• Instructions for the task
What is needed is an exact copy of the data below, pictures excluded.

Task input START

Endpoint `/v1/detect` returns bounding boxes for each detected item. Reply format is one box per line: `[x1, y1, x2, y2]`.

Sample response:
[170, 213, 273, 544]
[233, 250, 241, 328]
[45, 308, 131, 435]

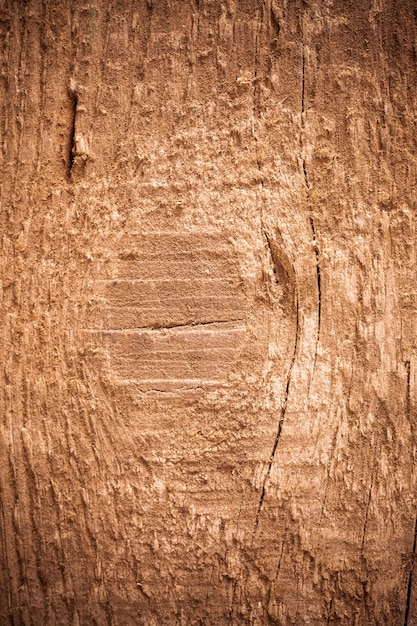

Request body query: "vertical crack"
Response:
[310, 216, 321, 337]
[274, 538, 285, 580]
[302, 158, 309, 187]
[406, 361, 411, 421]
[300, 40, 308, 185]
[263, 231, 283, 287]
[67, 88, 77, 177]
[404, 515, 417, 626]
[251, 292, 300, 544]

Task input END

• Solution below
Endpoint `/v1/detect` returns bounding boxes for each detected item. Reply format is one box per line: `[x1, y1, x2, y2]`.

Sample response:
[170, 213, 273, 544]
[233, 250, 241, 328]
[45, 308, 131, 435]


Request body query: "vertical crack"
Response:
[310, 216, 321, 337]
[274, 538, 285, 580]
[302, 158, 309, 187]
[406, 361, 411, 421]
[300, 40, 308, 185]
[263, 231, 283, 287]
[67, 88, 77, 177]
[404, 515, 417, 626]
[251, 292, 300, 544]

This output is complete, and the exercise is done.